§ USING THE INFORMATION
(a) Swap "bounds" for "growth bounds" and write out the passage of the sequence text from "By searching the" to "bounds: $u_n \in [n/10,5n/4]$?".
(b) Put the records, from their first line to the line with "rough mask: <svg", into a numbered list, leaving out blank lines.

§ EXTRACTED TEXT
>>>>>

Let $u_n$ be the sequence lexicographically first among the sequences of nonnegative integers with graphs without collinear three points (as for $a_n=n^2$ or $b_n=2^n$). It is a variation of that one.

We can find the terms with a kind of Sieve of Eratosthenes:

enter image description here

The above animation reveals the first terms of this sequence:
$$ 0,0,1,1,4,3,8,2,2,5,7,4,5,8 $$

Obviously, an integer appears at most two times in this sequence.

Question: Does each nonnegative integer appear in this sequence? Exactly two times?

By searching the first terms in OEIS, we are lucky to find A236266 (due to Alois P. Heinz, 2014):
$$ 0, 0, 1, 1, 4, 3, 8, 2, 2, 5, 7, 4, 5, 8, 16, 3, 7, 14, 12, 23, 16, 12, 25, 31, 13, 6, 11, 28, 11, \dots $$
enter image description here

This sequence leads to many other possible questions like the existence of a link with

  • the Euler's totient function (because their graph look alike),
  • the prime numbers (because their finding process are similar: "Sieve of Eratosthenes"-like).

We could also ask about

  • bounds: $u_n \in [n/10,5n/4]$?

<<<<<

§ EXERCISE MATERIAL
>>>>>

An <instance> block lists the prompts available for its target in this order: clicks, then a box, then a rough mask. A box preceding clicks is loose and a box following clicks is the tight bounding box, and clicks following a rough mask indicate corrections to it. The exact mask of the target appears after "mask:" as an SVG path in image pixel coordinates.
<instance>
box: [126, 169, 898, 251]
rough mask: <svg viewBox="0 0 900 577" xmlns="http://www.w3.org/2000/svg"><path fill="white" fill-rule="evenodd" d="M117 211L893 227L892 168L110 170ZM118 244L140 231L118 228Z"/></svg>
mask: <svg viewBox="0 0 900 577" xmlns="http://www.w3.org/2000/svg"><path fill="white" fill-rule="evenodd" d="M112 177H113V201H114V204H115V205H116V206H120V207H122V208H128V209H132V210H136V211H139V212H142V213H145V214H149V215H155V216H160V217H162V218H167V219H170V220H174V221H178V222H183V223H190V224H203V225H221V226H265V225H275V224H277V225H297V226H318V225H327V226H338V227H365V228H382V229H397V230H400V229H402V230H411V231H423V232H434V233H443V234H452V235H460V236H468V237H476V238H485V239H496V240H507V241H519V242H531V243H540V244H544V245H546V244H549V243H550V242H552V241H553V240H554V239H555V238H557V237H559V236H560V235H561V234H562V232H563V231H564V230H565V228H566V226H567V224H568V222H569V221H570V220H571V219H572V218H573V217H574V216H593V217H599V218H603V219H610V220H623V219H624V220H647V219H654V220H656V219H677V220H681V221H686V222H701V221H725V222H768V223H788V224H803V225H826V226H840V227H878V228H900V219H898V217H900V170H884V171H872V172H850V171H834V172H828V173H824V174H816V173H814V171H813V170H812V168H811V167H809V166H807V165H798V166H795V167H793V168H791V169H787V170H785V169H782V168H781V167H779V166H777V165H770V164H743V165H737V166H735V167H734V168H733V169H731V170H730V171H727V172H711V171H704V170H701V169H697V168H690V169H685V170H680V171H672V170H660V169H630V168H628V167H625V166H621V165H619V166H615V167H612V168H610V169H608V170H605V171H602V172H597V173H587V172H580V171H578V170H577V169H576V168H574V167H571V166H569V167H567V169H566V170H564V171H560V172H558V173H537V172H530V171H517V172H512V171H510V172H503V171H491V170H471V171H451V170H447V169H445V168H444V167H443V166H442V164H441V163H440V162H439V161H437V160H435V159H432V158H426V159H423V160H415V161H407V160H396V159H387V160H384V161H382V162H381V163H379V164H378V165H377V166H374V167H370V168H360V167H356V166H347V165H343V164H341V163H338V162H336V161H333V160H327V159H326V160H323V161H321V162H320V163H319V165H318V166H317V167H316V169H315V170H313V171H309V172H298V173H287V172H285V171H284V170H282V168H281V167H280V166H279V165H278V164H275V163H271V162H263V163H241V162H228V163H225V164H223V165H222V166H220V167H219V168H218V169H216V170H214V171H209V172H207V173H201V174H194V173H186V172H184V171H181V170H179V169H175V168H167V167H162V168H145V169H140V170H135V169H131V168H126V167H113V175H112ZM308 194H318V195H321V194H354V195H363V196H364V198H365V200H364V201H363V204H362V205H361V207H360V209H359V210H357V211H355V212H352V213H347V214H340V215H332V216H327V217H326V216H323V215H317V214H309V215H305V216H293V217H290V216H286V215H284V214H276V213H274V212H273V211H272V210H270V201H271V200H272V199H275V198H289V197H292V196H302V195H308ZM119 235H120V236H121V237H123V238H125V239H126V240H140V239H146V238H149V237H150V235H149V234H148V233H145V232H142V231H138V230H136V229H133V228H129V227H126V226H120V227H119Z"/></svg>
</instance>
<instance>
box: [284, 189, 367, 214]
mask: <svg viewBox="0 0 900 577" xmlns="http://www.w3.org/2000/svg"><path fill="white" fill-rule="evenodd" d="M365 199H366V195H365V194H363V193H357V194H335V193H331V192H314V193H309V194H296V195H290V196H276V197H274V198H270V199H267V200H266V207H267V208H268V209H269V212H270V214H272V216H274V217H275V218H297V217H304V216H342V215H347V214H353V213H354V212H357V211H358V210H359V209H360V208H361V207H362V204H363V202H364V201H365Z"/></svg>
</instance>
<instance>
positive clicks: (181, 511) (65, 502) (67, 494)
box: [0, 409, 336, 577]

<<<<<

§ TASK-BY-TASK ANSWERS
(a)
By searching the first terms in OEIS, we are lucky to find A236266 (due to Alois P. Heinz, 2014):
$$ 0, 0, 1, 1, 4, 3, 8, 2, 2, 5, 7, 4, 5, 8, 16, 3, 7, 14, 12, 23, 16, 12, 25, 31, 13, 6, 11, 28, 11, \dots $$
enter image description here

This sequence leads to many other possible questions like the existence of a link with

  • the Euler's totient function (because their graph look alike),
  • the prime numbers (because their finding process are similar: "Sieve of Eratosthenes"-like).

We could also ask about

  • growth bounds: $u_n \in [n/10,5n/4]$?

(b)
1. An <instance> block lists the prompts available for its target in this order: clicks, then a box, then a rough mask. A box preceding clicks is loose and a box following clicks is the tight bounding box, and clicks following a rough mask indicate corrections to it. The exact mask of the target appears after "mask:" as an SVG path in image pixel coordinates.
2. <instance>
3. box: [126, 169, 898, 251]
4. rough mask: <svg viewBox="0 0 900 577" xmlns="http://www.w3.org/2000/svg"><path fill="white" fill-rule="evenodd" d="M117 211L893 227L892 168L110 170ZM118 244L140 231L118 228Z"/></svg>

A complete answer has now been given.